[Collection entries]
=-=-=-=-=
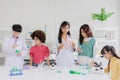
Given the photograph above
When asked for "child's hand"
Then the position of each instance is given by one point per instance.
(19, 54)
(61, 46)
(15, 46)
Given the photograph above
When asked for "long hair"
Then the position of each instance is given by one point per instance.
(113, 52)
(87, 30)
(63, 24)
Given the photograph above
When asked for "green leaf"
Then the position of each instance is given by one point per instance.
(109, 14)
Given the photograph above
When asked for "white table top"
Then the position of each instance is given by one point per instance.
(49, 74)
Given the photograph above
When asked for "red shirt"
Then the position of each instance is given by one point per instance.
(39, 53)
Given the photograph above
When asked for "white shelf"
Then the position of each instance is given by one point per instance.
(106, 36)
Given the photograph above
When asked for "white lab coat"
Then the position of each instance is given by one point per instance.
(65, 57)
(12, 59)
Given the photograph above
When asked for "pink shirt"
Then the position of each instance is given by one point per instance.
(39, 53)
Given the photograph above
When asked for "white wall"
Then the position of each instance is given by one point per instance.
(34, 14)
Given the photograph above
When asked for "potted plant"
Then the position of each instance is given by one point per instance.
(102, 16)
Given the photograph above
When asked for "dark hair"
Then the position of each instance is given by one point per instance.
(40, 35)
(113, 52)
(87, 30)
(17, 28)
(63, 24)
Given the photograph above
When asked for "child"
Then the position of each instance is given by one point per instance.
(114, 62)
(15, 48)
(86, 43)
(65, 46)
(39, 52)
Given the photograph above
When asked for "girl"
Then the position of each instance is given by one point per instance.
(86, 43)
(15, 48)
(65, 46)
(114, 62)
(39, 52)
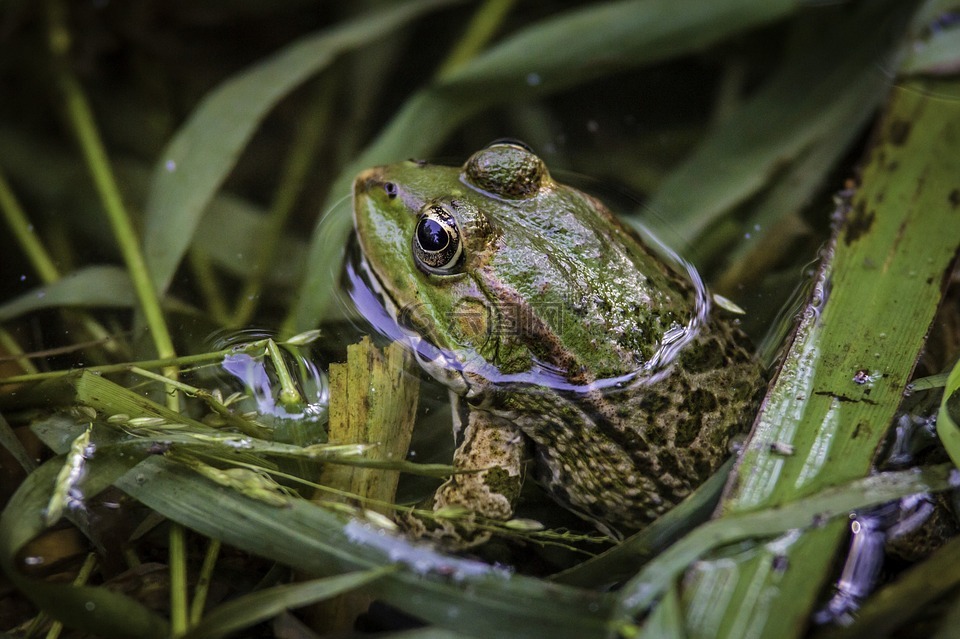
=-=-=-=-=
### [EXERCISE PROMPT]
The answer is the entries above, given again exactly, with no pictures among them.

### [TASK SOLUTION]
Given the photograph above
When asked for "child's hand"
Then the position of each instance is given by one point per instance.
(19, 54)
(61, 46)
(15, 46)
Given the photograph above
When asked for "long hair"
Then the position of each instance is given by one point per instance.
(113, 52)
(87, 30)
(63, 24)
Given the photograph above
When asked for "green leaf"
Then the position of each instance is given by one point per instance.
(109, 14)
Given the photograph above
When asked for "white table top"
Then the position of each instance is given by one point per instance.
(49, 74)
Given the photograph above
When asked for "red shirt"
Then the position of each instance is given by one point per instance.
(39, 53)
Given the photograph above
When asked for "white shelf"
Then the position of each instance is given by one point per instance.
(106, 36)
Given the photograph above
When asked for "white lab coat"
Then the position of each instance is given by one point per instance.
(65, 57)
(12, 59)
Given the photograph above
When asked for "pink shirt"
Then the position of each instance is given by one point per instance.
(39, 53)
Given the photograph above
When asked for "white wall"
Then the position of each instance is given by one point per instance.
(34, 14)
Given the photograph above
When asked for "potted plant"
Then the position of each instance is given by one point per instance.
(102, 16)
Given the photograph above
When asked for "dark hair"
Then the position of each instance is given by one point per instance.
(40, 35)
(113, 52)
(87, 30)
(17, 28)
(63, 24)
Given the photograph above
When asked for "child"
Then the position of each instance is given by one point per instance.
(114, 62)
(15, 48)
(86, 43)
(65, 46)
(39, 52)
Given the photograph above
When asked for "girl"
Then the position of each instance is given by one point per instance.
(86, 43)
(15, 48)
(65, 46)
(114, 62)
(39, 52)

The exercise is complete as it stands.